[start Provided data]

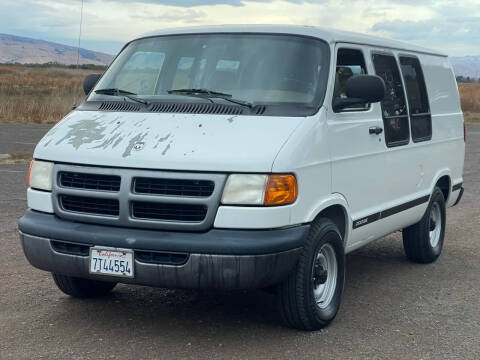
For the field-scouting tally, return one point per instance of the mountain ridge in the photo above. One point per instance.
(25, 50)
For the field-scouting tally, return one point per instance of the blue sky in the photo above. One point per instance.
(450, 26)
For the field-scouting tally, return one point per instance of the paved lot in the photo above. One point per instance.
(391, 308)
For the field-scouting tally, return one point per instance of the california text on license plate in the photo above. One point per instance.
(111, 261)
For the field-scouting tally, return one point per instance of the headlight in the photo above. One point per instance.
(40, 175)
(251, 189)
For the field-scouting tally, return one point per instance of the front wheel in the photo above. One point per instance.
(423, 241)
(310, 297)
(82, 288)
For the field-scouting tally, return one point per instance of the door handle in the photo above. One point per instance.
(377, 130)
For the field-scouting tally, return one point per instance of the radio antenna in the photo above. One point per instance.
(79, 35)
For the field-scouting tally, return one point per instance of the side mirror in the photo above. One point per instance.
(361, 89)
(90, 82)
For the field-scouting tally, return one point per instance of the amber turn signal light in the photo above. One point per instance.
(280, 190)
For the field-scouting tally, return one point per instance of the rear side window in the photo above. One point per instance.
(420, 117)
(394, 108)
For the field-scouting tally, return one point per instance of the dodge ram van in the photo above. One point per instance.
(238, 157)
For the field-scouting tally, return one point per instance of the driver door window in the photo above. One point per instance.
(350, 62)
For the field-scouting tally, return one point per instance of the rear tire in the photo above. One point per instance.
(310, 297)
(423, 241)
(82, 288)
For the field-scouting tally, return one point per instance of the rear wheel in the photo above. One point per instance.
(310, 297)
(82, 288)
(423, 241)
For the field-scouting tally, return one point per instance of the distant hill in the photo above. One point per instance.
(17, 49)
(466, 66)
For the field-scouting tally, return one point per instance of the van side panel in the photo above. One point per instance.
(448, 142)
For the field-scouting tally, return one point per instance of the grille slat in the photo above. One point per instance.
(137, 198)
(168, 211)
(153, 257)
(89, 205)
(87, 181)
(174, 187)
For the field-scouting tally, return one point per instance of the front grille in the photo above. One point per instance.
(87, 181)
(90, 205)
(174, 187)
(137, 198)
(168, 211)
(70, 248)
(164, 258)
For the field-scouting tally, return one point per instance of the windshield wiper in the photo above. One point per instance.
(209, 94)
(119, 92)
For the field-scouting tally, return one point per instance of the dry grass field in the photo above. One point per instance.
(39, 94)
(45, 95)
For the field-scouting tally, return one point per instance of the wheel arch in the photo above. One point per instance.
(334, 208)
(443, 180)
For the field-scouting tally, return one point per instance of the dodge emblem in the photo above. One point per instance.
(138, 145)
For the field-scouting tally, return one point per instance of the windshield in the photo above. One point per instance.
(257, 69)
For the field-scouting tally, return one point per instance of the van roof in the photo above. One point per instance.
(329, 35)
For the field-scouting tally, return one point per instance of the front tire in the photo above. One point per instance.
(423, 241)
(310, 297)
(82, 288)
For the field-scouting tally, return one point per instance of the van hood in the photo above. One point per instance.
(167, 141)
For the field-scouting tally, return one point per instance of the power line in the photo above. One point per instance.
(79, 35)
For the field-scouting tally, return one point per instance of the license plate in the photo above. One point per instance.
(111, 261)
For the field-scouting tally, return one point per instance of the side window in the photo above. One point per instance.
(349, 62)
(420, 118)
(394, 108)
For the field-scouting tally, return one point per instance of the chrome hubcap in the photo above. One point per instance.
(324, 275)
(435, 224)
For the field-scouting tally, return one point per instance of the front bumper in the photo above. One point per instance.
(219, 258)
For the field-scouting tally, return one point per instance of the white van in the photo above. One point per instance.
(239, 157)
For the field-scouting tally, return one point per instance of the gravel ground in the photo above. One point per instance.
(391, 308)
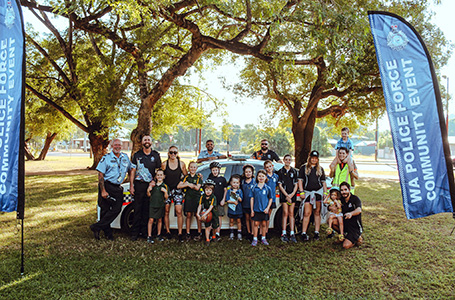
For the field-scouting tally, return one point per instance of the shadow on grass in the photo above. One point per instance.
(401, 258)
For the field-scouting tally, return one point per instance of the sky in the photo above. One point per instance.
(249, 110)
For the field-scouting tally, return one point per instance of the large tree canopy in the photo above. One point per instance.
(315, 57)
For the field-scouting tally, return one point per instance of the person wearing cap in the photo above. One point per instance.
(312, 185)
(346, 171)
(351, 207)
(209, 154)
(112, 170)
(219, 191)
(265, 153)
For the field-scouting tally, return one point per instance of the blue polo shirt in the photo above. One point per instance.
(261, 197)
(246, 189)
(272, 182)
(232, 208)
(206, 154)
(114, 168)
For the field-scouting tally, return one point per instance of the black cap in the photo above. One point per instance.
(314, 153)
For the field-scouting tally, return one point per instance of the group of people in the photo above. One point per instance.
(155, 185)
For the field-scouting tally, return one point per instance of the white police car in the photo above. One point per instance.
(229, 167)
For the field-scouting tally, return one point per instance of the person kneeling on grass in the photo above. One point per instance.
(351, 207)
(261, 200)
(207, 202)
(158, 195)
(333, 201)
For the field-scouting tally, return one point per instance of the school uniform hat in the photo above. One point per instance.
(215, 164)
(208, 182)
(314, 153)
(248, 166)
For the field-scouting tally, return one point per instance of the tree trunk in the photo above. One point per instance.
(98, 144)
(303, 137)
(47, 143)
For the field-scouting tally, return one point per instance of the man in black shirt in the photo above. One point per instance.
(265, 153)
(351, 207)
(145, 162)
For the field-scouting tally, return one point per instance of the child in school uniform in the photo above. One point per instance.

[end Provided data]

- [What to work on] Without the pictures, transcribe the listing above exactly.

- [Output for this task]
For the field-scouting tally, return one point per instance of the mountain ridge in the photo above. One point per instance.
(25, 50)
For the field-scouting tally, return one point per instance of the blue sky in the photo above. One point per instance.
(450, 26)
For the field-scouting tally, return one point per instance of the paved lot in the photo above. One point per instance.
(391, 308)
For the field-scouting tally, return one point per instance of the california text on license plate in the photo above. One point per instance.
(111, 261)
For the field-scouting tally, return one point per instance of the headlight in the photo above. One point per instance.
(40, 175)
(251, 189)
For the field-scouting tally, return one point per instance of the front wheel in the photo above. One point per instance.
(423, 241)
(310, 297)
(82, 288)
For the field-scouting tally, return one point per instance of the door handle in the photo above. One point per instance.
(377, 130)
For the field-scouting tally, return one point per instance of the radio antenna in the photo above. One point per instance.
(79, 35)
For the field-scouting tally, return one point per instance of the side mirror in the photo above. One point per instance.
(361, 89)
(90, 82)
For the field-scouting tally, return one point per instance of the amber turn signal light in the photo above. One point per instance.
(280, 190)
For the field-scouting tally, return one point per instance of the rear side window in the photo above. One point per instance.
(420, 117)
(394, 108)
For the field-scouting tally, return one point per instance of the dodge ram van in the photo above. One point per instance.
(238, 157)
For the field-scouting tally, return one point per instance of the driver door window in the photo above. One point per instance.
(350, 62)
For the field-scouting tally, return one point per instance of the rear tire in the photo above. One point per instance.
(310, 297)
(423, 241)
(82, 288)
For the field-scouting tally, return one point per instance of the rear wheel in the photo above. One point per instance.
(310, 297)
(82, 288)
(423, 241)
For the field-scouting tally, return one point per instance of the distant hill in the photo above. One point per instance.
(17, 49)
(466, 66)
For the field-scouting tally, return one point per instance of the van side panel in the photo above. One point per instance.
(448, 142)
For the field-scouting tally, return one point per instance of the grille slat in the photo above. One point per instance.
(137, 198)
(168, 211)
(153, 257)
(89, 205)
(87, 181)
(174, 187)
For the field-scouting tally, return one point per instance of the front grille in the photo above. One point per instance.
(87, 181)
(90, 205)
(174, 187)
(137, 198)
(168, 211)
(70, 248)
(164, 258)
For the field-scouting tally, return one point per instance of the windshield wiper in the photo above. One point per instance.
(209, 94)
(119, 92)
For the field-scouting tally, return one point per instance of the dry grass field in the photo above. One point per instance.
(39, 94)
(45, 95)
For the field-scouting tally, return one point per instance of the wheel arch in the photo above. One point per instance.
(334, 208)
(443, 180)
For the field-scouting tally, return one point per instance of the dodge emblem in the photo above. One point per instance.
(138, 145)
For the field-scouting tally, return one point per instance of the windshield in the photo above. One point per instance.
(257, 69)
For the field-scouting tally, return one point per instance of the van roof in the photo above. One point per instance.
(329, 35)
For the field-scouting tally, return one point per instance of the front tire in the photo above. One point per instance.
(423, 241)
(310, 297)
(82, 288)
For the field-scouting tally, return one point per instance of the van hood in the photo above. One point per instance.
(167, 141)
For the field-scouting tally, return one point per instance of the power line in the photo above. One point per instance.
(79, 35)
For the field-scouting tally, return one point per instance of the license plate in the photo above. One point per instance.
(111, 261)
For the field-scouting tally, return one point per instance of the side window in the photo above. One point per instance.
(349, 62)
(420, 118)
(394, 108)
For the field-scouting tally, return one point per instance of the chrome hubcap in the photo above. One point per instance.
(324, 275)
(435, 224)
For the field-scouting tally, return one point per instance of the front bumper in the photo above. One point per instance.
(219, 258)
For the field-scouting tally, return one point per instance of the white van in the photo above. One point per instance.
(239, 157)
For the field-scouting tally, return one point per instance of the gravel ground in the photo above. One point per instance.
(391, 308)
For the field-scouting tally, return one point per instance of the shadow on grass in the photo above. One point per instance.
(401, 258)
For the field-scouting tally, return one point per instance of the sky in the photo above. One point per instance.
(249, 110)
For the field-scouting tally, return one point per instance of the large tree canopy in the photo above. One point per instance.
(315, 57)
For the field-scouting tally, return one point per instance of the person wearing cap in the photo above. One point per instance.
(312, 185)
(346, 171)
(351, 207)
(209, 154)
(112, 170)
(219, 191)
(265, 153)
For the field-scouting tally, return one point per instance of the blue polo shirt in the photo above. One point per instance.
(261, 197)
(246, 189)
(272, 182)
(232, 208)
(206, 154)
(114, 168)
For the field-scouting tally, return one point per instance of the black cap in the photo above. One point per instance.
(314, 153)
For the field-scouting tally, return one point per instance of the group of people in the photo above. One point per instance.
(155, 185)
For the field-scouting tally, return one point per instance of the white police car in the photo above. One point per instance.
(229, 167)
For the field-scouting tally, return one point per instance of the person kneeling on grass in the photo above. One point per instance.
(351, 207)
(261, 200)
(207, 202)
(158, 195)
(333, 201)
For the field-scouting tally, return one point per instance of the school uniform hat in the photo above. One point per instance.
(215, 164)
(208, 182)
(314, 153)
(248, 166)
For the field-scouting tally, return one point per instance of the tree trunk in the photo above. One point per instance.
(98, 144)
(303, 137)
(47, 143)
For the field-scouting tally, return one point per instance of the man in black shirt in the photo above. One point per instance.
(265, 153)
(351, 207)
(145, 162)
For the field-scouting tally, return one point per instance of the child in school uniform in the photo above. One point per instance.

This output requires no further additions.